Every entry below should be transcribed exactly; pictures stay out of the copy.

++++

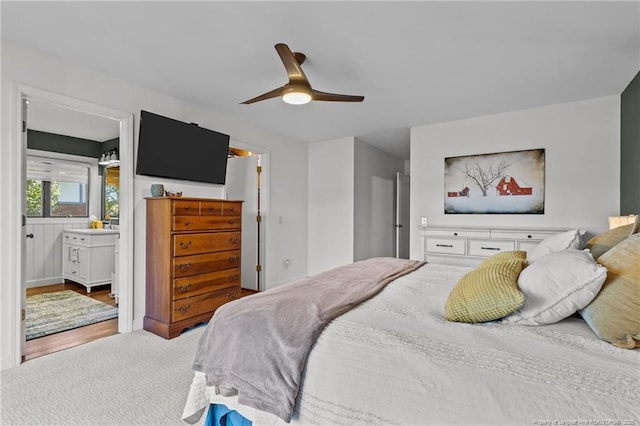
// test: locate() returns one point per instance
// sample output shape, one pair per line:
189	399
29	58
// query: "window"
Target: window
57	188
111	190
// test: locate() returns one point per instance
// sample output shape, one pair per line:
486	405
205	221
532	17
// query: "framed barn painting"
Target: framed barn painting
500	183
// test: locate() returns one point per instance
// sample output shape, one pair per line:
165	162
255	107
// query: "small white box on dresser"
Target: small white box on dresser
467	245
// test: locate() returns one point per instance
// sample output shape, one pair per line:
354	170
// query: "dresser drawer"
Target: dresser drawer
211	208
205	222
486	248
186	207
231	208
185	266
445	245
187	244
454	232
205	283
202	303
520	235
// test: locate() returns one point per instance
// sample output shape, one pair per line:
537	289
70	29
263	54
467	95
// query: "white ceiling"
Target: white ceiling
416	62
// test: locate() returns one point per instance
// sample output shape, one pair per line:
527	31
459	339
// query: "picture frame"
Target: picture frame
510	182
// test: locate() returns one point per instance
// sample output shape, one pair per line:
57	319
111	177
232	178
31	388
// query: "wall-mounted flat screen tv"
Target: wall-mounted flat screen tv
174	149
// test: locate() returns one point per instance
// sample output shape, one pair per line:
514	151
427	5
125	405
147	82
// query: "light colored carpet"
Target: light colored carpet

++++

▸ **Solved exercise**
// test: locate() returns one point per instance
// sample output shape, one pair per line:
189	399
29	58
// query: "window"
Target: window
57	188
111	190
// test: locate() returns one point per instance
// sample output shape, one pair per line:
486	405
205	221
532	17
// query: "framed barn painting"
Target: framed barn painting
500	183
// test: locate() returns one point per instance
// sample output shape, one pair per line:
165	162
255	107
// query: "small white box on dresser"
Target: small white box on dresser
467	245
// test: locate() returns one point per instance
// sample output shape, one pair per line:
354	170
// query: "dresser drawer"
Target: dresser drawer
211	208
205	222
486	248
186	207
231	208
185	266
445	245
187	244
454	232
205	283
202	303
520	235
// test: locate() returns one point per instance
// sample output shape, one pair per line:
537	289
70	29
263	54
467	95
// query: "white ceiling"
Target: white ceiling
416	62
// test: locate() returns one point per instance
// sample output shape, one pair per line:
527	31
459	339
// query: "picture frame"
Target: picture frame
510	182
// test: locate() returns one point per instance
// sample output shape, one pair per line:
57	319
111	177
232	178
31	388
// query: "wall-mounted flat screen tv"
Target: wall-mounted flat screen tv
174	149
// test: locate() returns one point per instance
// sample output shape, one pair per line:
514	151
427	5
125	405
147	82
// query: "light colored carpet"
Target: light colored carpet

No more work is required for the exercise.